____ Records supplied

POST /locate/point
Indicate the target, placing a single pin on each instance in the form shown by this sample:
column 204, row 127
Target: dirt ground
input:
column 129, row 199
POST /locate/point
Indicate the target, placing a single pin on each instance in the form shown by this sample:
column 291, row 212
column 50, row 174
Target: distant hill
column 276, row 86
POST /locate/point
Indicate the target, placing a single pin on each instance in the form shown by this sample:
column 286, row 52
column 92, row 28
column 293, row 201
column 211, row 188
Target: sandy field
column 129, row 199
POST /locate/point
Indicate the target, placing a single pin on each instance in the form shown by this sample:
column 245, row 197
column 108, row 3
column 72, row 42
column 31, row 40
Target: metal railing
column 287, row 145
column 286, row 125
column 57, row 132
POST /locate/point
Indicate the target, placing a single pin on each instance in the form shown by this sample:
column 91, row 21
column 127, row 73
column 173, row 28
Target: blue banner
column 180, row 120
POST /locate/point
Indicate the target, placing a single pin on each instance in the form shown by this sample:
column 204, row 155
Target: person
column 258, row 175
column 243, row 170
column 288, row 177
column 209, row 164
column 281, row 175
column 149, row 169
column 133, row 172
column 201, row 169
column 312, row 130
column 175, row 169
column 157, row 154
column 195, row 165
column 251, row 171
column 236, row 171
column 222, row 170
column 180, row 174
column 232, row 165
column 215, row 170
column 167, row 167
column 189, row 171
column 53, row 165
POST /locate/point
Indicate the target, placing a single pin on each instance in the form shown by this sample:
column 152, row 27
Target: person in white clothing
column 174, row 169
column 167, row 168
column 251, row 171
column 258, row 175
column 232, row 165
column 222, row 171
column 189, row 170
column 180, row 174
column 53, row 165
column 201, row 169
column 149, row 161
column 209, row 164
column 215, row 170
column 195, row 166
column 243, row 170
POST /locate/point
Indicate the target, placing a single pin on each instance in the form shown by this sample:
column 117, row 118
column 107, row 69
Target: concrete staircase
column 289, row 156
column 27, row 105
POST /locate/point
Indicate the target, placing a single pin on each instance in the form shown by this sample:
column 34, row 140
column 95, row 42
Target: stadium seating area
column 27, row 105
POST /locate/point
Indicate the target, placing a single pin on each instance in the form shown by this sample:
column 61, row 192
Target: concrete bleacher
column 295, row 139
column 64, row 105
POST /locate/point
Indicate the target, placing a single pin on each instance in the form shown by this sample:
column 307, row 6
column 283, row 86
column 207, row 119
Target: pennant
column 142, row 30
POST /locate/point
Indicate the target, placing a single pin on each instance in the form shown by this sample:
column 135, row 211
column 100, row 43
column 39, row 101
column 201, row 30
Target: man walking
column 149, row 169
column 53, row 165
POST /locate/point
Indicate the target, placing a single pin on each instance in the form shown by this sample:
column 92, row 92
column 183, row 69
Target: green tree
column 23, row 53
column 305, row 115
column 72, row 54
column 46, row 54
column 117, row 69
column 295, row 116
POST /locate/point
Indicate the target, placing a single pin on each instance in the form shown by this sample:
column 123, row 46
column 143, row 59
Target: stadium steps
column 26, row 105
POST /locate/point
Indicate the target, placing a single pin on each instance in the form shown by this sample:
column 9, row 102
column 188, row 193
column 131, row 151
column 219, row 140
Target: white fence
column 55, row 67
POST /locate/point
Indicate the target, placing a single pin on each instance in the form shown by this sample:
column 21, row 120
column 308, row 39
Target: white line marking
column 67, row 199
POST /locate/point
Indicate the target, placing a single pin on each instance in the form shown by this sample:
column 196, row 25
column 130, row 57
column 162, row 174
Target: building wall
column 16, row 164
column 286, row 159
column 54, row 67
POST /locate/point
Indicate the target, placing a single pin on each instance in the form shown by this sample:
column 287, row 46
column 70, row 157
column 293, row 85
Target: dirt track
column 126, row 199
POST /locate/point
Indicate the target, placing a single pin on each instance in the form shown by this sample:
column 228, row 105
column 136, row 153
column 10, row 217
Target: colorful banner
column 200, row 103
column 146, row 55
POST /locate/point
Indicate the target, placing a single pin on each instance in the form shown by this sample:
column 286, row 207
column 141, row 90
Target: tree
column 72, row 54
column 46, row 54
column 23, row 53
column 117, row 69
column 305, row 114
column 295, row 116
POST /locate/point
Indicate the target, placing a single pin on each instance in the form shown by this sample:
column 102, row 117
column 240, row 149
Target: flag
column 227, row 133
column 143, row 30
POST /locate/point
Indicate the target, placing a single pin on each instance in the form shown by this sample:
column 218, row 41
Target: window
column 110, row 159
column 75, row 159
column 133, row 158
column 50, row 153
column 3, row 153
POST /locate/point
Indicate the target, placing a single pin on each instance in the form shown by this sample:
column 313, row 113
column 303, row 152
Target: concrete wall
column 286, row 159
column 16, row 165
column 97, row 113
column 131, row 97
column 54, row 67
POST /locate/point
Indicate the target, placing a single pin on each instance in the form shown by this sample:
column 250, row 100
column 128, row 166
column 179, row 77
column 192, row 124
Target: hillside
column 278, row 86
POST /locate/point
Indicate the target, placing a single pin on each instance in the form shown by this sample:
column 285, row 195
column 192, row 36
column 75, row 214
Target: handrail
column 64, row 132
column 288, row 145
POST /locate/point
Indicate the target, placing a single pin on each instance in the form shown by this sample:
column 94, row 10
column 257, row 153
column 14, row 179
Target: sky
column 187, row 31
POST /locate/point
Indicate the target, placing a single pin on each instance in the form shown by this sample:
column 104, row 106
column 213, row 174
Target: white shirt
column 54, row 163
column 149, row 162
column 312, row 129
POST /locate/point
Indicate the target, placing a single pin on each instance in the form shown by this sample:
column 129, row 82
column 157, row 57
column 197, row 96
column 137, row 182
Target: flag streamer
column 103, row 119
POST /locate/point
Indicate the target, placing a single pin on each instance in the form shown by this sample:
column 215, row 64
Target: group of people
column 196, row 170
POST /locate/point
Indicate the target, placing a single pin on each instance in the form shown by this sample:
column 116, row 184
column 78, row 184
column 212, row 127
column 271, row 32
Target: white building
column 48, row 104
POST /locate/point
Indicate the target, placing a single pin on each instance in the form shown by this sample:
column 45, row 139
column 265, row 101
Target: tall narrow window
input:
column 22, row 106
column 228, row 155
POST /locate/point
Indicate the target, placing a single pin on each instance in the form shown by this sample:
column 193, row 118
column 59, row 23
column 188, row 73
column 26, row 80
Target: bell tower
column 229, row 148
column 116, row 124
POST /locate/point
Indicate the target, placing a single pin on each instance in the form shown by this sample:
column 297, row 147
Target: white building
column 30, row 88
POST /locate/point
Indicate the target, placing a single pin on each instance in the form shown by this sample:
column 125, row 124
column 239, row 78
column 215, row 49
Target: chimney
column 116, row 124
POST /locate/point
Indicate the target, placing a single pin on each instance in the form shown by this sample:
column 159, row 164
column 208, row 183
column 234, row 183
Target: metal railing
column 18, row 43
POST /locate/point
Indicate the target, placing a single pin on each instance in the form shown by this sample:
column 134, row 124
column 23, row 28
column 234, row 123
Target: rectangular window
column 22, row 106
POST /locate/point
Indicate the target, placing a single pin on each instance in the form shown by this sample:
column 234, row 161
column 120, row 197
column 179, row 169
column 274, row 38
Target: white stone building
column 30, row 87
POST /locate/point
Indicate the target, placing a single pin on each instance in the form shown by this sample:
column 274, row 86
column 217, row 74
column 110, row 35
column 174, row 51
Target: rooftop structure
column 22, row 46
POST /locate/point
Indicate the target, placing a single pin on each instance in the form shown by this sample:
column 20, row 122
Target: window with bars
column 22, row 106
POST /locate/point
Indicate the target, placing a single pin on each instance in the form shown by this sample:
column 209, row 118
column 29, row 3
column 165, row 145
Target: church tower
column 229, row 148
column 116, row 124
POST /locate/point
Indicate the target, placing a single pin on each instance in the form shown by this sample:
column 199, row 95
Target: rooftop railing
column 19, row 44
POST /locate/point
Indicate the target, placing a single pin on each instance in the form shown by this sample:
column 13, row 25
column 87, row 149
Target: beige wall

________

The problem:
In the records above, find the line with "Target: handrail"; write out exactly that line and each one after it, stopping after the line with "column 213, row 174".

Task answer:
Target: handrail
column 64, row 132
column 288, row 145
POST /locate/point
Indicate the target, placing a single pin on each instance in the form shown by this sample:
column 94, row 10
column 257, row 153
column 14, row 179
Target: sky
column 187, row 31
POST /locate/point
Indicate the target, placing a single pin on each instance in the form shown by this sample:
column 104, row 106
column 213, row 174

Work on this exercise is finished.